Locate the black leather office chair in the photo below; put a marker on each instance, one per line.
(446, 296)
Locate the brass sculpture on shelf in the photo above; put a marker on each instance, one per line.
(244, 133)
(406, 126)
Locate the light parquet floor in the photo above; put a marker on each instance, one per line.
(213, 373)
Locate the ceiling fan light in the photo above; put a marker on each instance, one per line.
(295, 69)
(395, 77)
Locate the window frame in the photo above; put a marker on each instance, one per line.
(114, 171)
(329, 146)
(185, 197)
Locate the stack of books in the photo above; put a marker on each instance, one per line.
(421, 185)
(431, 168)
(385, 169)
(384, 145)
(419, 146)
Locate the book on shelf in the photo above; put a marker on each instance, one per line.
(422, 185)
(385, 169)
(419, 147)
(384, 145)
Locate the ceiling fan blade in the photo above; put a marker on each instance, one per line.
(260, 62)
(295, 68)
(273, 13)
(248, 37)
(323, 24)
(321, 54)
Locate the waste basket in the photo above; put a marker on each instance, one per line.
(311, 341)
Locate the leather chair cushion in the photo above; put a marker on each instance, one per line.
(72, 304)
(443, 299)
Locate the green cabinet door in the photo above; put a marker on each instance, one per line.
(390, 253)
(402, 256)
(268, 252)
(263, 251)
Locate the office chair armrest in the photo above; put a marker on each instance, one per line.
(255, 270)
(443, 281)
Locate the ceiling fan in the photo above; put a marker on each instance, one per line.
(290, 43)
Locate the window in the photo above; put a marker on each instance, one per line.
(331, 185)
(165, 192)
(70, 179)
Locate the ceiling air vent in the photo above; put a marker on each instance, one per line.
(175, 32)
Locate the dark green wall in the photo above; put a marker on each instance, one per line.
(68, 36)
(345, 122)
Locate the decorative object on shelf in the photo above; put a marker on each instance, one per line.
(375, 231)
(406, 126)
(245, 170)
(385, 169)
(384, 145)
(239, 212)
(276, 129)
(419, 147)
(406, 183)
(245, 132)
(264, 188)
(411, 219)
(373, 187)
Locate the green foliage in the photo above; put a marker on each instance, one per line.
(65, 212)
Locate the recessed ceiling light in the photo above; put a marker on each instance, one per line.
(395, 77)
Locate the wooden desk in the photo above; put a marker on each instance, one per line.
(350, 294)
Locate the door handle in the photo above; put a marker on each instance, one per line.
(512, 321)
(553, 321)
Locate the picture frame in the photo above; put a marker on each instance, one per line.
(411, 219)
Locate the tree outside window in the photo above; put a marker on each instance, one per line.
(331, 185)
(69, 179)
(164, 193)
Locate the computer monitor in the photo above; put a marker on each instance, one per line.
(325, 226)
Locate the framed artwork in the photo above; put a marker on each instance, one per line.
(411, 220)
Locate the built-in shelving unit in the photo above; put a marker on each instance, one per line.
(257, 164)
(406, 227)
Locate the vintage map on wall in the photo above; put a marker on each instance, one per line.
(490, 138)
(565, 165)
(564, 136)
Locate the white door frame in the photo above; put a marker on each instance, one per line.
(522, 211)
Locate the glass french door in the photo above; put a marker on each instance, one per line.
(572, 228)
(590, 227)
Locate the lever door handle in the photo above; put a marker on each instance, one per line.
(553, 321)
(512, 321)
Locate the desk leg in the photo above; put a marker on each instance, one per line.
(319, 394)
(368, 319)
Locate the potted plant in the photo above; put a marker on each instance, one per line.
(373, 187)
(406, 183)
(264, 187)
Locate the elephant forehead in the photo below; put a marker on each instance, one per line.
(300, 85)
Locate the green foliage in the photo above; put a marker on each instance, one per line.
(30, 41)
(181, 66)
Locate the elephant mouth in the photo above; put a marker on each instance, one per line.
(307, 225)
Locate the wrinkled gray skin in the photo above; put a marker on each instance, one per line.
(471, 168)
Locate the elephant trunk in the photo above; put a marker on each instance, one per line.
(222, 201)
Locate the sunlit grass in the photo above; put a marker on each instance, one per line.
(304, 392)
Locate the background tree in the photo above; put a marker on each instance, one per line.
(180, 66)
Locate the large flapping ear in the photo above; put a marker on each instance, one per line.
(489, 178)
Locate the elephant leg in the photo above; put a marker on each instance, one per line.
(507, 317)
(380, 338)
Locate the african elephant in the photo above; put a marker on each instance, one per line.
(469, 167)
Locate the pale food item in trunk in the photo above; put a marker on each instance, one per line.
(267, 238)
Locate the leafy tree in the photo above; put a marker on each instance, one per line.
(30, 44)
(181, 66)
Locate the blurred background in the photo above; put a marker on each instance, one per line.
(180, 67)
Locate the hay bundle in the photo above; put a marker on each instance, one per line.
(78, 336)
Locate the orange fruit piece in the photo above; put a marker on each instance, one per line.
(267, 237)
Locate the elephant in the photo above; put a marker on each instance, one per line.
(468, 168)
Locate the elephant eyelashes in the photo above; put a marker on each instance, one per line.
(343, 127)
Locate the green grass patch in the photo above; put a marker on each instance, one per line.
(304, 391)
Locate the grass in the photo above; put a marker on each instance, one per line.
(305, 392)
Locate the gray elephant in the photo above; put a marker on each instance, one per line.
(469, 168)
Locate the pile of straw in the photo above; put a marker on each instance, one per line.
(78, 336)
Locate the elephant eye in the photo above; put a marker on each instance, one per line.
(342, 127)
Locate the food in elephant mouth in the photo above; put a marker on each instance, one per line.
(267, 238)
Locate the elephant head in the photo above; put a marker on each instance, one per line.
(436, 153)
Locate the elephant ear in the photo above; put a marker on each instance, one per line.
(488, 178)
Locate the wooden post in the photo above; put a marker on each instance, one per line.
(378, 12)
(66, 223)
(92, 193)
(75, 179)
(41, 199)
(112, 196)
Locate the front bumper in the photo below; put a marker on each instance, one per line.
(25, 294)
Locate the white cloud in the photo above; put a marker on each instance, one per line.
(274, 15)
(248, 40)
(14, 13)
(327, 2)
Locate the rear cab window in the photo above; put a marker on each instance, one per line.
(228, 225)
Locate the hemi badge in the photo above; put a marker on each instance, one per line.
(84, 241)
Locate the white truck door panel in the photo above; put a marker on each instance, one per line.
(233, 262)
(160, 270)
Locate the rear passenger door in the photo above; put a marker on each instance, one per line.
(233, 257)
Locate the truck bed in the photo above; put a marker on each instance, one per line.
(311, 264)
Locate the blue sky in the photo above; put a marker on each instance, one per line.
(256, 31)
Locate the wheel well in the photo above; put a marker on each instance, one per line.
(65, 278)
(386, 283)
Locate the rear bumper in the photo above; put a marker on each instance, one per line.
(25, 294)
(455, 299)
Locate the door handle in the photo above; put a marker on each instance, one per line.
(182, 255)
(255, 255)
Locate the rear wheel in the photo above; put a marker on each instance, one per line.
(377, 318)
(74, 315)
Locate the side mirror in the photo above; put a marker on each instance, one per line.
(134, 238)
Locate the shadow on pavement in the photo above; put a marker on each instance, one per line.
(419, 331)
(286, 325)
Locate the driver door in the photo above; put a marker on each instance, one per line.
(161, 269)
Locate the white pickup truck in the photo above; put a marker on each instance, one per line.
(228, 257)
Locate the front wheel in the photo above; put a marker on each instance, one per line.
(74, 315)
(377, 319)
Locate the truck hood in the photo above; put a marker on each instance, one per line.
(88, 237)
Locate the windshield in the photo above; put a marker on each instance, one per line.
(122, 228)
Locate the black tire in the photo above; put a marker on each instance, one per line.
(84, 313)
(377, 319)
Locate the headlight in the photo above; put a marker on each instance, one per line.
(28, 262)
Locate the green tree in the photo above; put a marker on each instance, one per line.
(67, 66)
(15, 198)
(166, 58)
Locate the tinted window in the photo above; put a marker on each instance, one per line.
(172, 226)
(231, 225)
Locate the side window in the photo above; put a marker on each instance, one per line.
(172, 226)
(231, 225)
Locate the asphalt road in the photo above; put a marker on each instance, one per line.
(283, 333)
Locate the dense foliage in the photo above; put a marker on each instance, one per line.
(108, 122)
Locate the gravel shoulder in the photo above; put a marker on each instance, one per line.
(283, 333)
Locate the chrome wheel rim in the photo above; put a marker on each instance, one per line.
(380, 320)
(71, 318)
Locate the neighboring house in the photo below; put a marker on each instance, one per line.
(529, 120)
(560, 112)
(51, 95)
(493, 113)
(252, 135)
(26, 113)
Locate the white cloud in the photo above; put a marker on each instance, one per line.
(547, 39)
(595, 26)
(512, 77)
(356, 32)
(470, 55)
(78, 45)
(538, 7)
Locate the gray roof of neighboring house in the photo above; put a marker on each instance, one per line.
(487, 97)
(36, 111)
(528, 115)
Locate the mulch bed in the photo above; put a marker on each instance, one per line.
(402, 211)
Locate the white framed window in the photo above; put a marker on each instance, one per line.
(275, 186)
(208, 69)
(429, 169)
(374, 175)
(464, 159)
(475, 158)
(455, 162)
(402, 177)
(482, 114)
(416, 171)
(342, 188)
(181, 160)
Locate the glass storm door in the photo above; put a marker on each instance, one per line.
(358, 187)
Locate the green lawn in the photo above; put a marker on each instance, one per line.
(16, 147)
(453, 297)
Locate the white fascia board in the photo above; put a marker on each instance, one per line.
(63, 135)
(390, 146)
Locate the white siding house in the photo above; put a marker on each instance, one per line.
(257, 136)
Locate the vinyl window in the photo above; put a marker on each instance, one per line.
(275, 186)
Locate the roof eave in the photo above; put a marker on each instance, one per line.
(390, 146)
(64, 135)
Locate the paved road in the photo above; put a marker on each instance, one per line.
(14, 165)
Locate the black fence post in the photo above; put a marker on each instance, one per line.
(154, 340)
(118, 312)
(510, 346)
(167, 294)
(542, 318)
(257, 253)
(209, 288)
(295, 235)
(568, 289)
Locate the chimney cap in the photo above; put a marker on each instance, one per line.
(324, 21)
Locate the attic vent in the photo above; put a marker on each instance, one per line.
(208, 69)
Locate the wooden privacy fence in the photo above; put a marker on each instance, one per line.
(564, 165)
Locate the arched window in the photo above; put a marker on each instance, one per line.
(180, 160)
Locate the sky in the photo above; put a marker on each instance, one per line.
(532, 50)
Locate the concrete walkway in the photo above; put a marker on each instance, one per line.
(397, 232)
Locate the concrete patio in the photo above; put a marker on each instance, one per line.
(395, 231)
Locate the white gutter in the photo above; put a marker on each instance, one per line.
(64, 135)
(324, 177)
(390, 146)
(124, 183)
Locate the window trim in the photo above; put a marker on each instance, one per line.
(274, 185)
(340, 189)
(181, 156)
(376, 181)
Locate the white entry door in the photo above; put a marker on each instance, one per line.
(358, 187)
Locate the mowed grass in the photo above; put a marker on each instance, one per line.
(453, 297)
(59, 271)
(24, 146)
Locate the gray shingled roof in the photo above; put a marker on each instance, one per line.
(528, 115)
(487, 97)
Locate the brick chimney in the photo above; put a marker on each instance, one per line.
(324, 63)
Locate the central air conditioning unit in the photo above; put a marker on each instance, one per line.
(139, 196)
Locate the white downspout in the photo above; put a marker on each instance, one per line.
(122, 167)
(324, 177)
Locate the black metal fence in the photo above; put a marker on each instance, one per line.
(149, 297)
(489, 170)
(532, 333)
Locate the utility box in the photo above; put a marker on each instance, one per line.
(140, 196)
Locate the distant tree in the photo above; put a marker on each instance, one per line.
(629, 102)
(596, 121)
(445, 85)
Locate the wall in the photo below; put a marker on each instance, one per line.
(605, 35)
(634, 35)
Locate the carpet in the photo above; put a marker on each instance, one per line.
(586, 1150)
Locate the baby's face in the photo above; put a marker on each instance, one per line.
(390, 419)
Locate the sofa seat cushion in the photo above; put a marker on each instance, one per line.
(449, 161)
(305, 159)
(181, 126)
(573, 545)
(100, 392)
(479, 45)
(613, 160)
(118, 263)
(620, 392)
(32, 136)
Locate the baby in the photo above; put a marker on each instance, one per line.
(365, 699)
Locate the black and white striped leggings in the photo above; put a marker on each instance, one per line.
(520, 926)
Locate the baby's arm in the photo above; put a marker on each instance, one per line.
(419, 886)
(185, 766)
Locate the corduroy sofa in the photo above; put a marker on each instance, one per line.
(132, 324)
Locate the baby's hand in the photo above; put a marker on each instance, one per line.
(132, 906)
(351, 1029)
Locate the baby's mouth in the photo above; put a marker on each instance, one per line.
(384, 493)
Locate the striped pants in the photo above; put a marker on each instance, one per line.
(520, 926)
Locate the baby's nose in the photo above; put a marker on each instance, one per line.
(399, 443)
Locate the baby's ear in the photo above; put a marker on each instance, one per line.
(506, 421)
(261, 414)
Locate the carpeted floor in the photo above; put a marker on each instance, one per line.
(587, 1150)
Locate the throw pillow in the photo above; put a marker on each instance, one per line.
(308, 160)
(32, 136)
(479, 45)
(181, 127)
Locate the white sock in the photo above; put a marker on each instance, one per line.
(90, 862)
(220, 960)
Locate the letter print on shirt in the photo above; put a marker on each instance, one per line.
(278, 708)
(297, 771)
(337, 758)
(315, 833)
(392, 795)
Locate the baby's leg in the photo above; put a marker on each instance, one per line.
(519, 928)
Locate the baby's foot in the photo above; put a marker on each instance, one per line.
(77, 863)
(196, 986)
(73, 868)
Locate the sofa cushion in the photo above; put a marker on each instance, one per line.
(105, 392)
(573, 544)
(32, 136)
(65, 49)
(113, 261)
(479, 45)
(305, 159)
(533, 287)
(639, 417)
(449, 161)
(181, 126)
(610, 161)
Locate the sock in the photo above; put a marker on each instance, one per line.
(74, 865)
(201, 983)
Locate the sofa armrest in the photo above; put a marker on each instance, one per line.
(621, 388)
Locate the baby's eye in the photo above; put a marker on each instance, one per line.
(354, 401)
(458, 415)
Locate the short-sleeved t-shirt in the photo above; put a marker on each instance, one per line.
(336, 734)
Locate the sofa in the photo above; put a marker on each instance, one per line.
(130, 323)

• WHAT YOU ARE ASKED TO DO: The line containing "Locate the white sock" and every line after it, up to and including the last line of the records, should be reproduced exactly, with nothing else.

• RESULT FOR THIS TASK:
Locate the white sock in the photo above; put a marker on each instance, one per line.
(90, 862)
(220, 960)
Locate the letter print on shirt in the photo above; put a marker on each instance, one per line.
(278, 708)
(297, 771)
(337, 758)
(315, 833)
(392, 795)
Locate the baby's leg in the photo above; put a marker on each instance, one per line.
(519, 928)
Locate the baby's foot in the photo above; put a marker on each instance, one per line.
(77, 863)
(196, 986)
(73, 868)
Locate the sofa cushion in the photo above; put a marker on each instance, one per line.
(105, 392)
(573, 544)
(32, 136)
(65, 49)
(113, 261)
(479, 45)
(305, 159)
(533, 287)
(639, 417)
(449, 161)
(181, 126)
(610, 161)
Locate the sock in the photo above; put a marker on each instance, one per line.
(74, 865)
(201, 983)
Locate the sofa armrest in the photo above; put a marker on each instance, one per line.
(621, 388)
Locate the baby's eye in the photo above; put a marker on each instance, one per line.
(354, 401)
(458, 415)
Locate the short-sleeved t-shirt in the photo above; put a marker on each instance, one per line.
(336, 734)
Locate the sofa in the photo above; put a marker on each instance, one per line.
(130, 323)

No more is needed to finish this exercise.